-------- TEXTE À LIRE --------

La gabelle est un impôt sur le sel ayant existé au Moyen Âge et à l'époque moderne en France, en Suisse, en Savoie et en Lorraine. Des taxes similaires étaient également perçues en Chine, au Japon et en Inde britannique.
C'était alors en France l'une des aides ou taxes indirectes. Les gabelous se chargeaient de la récolte de la gabelle[1].
Étymologie
Le substantif féminin[2],[3],[4],[5] gabelle a été emprunté — peut-être par l'intermédiaire de l'occitan gabela[5] — à l'italien gabella[2],[3], qui aurait été lui-même emprunté à l'arabe qabāla[3],[6]. Le mot désignait à l'origine un impôt indirect, prélevé notamment sur des articles de la production industrielle ou agricole en France durant le Moyen Âge et l'Ancien Régime (gabelle des vins, des draps, du blé)[7]. À partir de 1342, le terme est réservé au sel[8].
Principe
Le principe général est le suivant : le sel fait l'objet d'un monopole royal. Il est entreposé dans des greniers à sel, où la population l'achète taxé et au détail. La gabelle représente, à l'époque moderne, environ 6 % des revenus royaux.
Le sel fut longtemps le seul moyen de conserver les aliments et était donc une denrée de première nécessité. Avec le sel, on fabriquait des salaisons et l'on séchait poissons et viandes. Il était également un élément nutritif indispensable pour le bétail. Enfin, il fut sous l'Ancien Régime utilisé comme monnaie d'échange et il possédait même une fonction de salaire, dont on retrouve le sens étymologique dans salarium en latin qui signifiait « ration de sel » puis, par extension, la pratique du traitement, du salaire à l'époque romaine.

--------

= EXERCICE PROPOSÉ A =
Relevez chaque ligne des enregistrements qui contient la chaîne « segment ». La casse compte.

-------- DONNÉES FOURNIES --------

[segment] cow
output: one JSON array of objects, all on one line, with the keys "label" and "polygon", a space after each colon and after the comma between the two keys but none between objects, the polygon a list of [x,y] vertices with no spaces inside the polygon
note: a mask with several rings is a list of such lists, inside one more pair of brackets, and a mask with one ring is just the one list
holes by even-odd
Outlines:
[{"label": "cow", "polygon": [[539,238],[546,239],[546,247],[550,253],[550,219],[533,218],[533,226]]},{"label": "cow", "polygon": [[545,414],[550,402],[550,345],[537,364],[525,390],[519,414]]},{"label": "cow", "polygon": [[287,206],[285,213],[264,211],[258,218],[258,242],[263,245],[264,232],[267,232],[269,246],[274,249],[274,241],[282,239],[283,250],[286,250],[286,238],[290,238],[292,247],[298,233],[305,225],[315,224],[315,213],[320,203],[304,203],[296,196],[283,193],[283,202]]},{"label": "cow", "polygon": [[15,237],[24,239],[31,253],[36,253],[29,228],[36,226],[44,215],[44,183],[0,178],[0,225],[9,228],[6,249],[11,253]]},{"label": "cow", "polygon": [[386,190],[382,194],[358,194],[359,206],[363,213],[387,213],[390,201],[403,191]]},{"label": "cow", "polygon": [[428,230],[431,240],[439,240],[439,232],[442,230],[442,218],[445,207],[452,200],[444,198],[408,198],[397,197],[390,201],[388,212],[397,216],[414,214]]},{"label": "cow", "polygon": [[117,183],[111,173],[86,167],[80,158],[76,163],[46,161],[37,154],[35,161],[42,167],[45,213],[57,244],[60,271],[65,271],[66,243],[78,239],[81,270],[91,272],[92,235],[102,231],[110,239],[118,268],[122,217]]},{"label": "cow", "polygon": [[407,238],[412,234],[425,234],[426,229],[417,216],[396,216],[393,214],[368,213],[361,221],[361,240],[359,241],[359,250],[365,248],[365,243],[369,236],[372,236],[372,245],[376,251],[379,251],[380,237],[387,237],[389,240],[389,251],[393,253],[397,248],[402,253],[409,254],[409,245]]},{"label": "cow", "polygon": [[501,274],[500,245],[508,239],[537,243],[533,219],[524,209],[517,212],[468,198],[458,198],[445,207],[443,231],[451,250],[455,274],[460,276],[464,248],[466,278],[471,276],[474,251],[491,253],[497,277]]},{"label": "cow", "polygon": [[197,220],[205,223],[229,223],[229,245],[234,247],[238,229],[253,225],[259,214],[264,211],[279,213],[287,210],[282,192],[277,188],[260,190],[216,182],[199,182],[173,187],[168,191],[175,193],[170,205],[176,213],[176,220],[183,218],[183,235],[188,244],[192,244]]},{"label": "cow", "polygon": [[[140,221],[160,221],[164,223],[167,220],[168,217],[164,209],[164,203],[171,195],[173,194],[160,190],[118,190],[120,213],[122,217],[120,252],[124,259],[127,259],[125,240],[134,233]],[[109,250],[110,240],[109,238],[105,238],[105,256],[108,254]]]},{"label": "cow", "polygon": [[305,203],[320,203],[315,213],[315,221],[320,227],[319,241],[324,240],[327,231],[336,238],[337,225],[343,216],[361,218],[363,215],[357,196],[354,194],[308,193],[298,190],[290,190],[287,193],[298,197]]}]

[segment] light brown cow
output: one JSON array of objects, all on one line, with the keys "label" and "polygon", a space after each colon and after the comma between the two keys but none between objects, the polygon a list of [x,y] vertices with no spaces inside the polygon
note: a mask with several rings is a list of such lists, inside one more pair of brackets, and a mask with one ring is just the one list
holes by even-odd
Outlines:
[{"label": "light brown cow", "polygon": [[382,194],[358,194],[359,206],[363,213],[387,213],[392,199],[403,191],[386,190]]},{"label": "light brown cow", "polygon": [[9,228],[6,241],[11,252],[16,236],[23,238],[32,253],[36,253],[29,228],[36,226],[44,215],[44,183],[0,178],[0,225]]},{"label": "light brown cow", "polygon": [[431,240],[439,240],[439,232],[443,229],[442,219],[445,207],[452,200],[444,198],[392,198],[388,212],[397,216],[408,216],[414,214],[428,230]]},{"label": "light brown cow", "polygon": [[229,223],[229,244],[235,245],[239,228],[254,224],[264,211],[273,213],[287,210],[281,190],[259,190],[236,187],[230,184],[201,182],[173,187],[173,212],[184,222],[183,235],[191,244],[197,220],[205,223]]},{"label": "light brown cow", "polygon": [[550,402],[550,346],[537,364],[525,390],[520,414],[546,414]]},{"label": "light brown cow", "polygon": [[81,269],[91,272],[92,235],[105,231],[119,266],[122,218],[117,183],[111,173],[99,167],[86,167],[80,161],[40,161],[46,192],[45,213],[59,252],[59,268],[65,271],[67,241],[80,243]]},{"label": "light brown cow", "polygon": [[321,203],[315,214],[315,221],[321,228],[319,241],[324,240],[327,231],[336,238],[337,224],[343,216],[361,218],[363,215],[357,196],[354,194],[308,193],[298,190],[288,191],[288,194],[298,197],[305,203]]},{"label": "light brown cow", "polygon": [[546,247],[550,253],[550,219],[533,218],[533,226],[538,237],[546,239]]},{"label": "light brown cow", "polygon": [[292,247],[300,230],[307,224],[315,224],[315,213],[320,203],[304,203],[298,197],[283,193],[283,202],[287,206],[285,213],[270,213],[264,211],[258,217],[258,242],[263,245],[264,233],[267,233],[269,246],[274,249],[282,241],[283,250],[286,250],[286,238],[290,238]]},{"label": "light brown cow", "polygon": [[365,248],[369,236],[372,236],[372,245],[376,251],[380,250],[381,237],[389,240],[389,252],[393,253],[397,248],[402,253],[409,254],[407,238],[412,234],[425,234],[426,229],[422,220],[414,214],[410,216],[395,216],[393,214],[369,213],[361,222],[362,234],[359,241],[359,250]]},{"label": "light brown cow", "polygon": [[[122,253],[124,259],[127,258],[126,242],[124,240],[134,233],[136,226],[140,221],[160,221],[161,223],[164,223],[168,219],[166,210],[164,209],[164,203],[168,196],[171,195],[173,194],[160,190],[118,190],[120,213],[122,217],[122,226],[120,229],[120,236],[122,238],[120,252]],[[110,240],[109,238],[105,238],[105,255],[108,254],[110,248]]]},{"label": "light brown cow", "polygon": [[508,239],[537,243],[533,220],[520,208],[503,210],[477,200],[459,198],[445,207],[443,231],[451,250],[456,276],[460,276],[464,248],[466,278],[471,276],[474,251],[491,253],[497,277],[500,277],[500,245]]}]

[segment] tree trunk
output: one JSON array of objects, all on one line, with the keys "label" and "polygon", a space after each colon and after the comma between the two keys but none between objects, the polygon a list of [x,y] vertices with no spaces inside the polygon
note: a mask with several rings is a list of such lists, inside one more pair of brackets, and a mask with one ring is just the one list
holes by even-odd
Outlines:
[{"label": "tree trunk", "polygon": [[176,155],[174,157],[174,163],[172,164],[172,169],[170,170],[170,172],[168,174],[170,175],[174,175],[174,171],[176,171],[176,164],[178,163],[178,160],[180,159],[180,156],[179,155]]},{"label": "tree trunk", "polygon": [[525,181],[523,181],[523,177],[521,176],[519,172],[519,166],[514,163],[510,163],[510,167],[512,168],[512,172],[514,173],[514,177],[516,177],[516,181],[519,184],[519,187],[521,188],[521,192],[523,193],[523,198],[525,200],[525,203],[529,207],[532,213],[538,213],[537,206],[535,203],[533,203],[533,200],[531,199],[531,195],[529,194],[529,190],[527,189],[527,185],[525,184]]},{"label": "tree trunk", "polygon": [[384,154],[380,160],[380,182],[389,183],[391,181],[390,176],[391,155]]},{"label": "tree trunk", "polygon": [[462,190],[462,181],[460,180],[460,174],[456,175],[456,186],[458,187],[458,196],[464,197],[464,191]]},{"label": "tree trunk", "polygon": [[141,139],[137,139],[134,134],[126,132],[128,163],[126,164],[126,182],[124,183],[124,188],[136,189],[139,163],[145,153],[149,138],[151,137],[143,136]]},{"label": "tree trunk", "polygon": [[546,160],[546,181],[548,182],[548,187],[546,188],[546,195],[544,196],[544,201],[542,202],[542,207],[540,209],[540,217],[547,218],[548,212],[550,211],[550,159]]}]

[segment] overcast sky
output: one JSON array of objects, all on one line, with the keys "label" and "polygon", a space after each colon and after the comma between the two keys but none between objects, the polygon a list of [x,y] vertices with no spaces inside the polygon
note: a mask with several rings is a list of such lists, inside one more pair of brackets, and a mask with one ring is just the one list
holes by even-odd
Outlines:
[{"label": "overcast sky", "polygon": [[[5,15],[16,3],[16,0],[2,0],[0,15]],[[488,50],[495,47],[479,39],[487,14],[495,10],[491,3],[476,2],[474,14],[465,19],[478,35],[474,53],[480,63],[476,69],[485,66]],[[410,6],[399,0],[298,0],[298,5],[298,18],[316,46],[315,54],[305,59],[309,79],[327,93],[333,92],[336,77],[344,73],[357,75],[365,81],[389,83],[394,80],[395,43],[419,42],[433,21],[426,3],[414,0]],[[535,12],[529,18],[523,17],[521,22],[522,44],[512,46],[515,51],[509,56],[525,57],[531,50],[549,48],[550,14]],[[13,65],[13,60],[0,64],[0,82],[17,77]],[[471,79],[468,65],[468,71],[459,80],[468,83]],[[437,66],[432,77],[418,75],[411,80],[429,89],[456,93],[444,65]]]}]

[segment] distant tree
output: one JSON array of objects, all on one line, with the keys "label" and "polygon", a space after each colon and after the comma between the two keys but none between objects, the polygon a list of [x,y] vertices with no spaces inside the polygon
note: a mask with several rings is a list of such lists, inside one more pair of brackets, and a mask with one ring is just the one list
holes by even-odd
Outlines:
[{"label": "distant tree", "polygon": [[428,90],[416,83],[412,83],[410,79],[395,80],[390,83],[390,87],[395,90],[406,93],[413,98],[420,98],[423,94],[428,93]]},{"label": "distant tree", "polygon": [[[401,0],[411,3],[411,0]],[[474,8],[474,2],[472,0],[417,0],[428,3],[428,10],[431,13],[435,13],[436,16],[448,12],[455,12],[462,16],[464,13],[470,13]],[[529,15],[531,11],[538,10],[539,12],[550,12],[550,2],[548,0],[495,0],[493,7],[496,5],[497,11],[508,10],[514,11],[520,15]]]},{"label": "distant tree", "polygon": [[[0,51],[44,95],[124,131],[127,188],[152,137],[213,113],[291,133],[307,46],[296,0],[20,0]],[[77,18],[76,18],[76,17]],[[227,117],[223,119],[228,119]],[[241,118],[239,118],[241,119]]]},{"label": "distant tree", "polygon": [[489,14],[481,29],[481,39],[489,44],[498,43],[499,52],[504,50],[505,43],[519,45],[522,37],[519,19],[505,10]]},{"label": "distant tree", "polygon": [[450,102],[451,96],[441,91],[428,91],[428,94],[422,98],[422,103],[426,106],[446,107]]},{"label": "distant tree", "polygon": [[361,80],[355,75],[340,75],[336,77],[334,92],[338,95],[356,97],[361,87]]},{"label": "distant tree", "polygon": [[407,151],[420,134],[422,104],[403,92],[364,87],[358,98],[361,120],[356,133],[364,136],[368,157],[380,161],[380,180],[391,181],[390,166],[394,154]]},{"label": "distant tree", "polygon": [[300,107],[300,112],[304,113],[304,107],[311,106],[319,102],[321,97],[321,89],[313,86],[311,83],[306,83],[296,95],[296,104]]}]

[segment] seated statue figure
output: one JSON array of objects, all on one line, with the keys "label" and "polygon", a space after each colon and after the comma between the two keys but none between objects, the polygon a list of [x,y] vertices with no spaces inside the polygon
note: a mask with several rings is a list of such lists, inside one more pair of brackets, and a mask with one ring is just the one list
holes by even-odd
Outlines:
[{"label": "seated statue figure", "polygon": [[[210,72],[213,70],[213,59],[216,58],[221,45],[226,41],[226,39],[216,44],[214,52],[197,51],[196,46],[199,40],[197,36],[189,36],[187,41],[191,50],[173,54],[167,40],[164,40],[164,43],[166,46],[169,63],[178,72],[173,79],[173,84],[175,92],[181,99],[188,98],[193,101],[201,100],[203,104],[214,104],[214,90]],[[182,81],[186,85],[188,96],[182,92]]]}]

--------

= EXERCICE PROPOSÉ B =
Veuillez poursuivre le texte sur la gabelle à partir de sa dernière phrase.

= RÉPONSE RÉDIGÉE A =
[segment] cow
[segment] light brown cow
[segment] tree trunk
[segment] overcast sky
[segment] distant tree
[segment] seated statue figure

= RÉPONSE RÉDIGÉE B =
Histoire
France
Cette redevance existait à l'époque romaine. Elle semble n'être apparue dans le royaume de France que sous les Capétiens. On trouve une première mention sous le règne de Louis IX, en 1246, dans les privilèges et coutumes qu'il donne à Aigues-Mortes : Sed neque Gabellæ Salis, seu alterius mercimonii possint ibi fieri contra homines villæ. Philippe VI de Valois confirme ce privilège de non-imposition du sel à Aigues-Mortes dans des lettres de . On peut en déduire que cet impôt était alors connu. Charles d'Anjou, frère de Louis IX avait établi une gabelle sur le sel dans ses domaines d'outre-Rhône, en terre d'Empire[9], mais Charles d'Anjou n'a fait que reprendre des dispositions adoptées par les comtes de Provence de la maison de Barcelone qui s'étaient attribué le monopole du commerce du sel[10],[11]. Le roi de France, avant l'établissement de la gabelle du sel, possédait le salin de Carcassonne et avait acheté le salin bien plus important de Peccais près d'Aigues-Mortes[12].
Sous Philippe le Bel (1268-1314) le sel se vendait librement à Paris. Il en est de même sous Louis le Hutin (1289-1316) comme le montre une ordonnance datée du qui tente de lutter contre la hausse des prix du sel. L'ordonnance autorise certains représentants du roi à perquisitionner les lieux privés et à mettre en vente le sel accumulé au juste prix. Herbert S. Foxwell suppose que cette possibilité de s'enrichir par la vente du sel a donné au roi l'idée de faire la vente du sel à son profit car dans son ordonnance du [13], Philippe V le Long déclare que cette imposition de gabelle « moult déplaisant au peuple » ne serait pas perpétuelle. Du Cange écrit dans son article Gabella salis que, dans une ordonnance de Philippe VI de 1331, il est écrit que pour subvenir aux frais de la guerre, il établit dans tout le royaume des greniers à sel dont les juges sont nommés souverains-commissaires, conducteurs et exécuteurs des greniers et gabelles.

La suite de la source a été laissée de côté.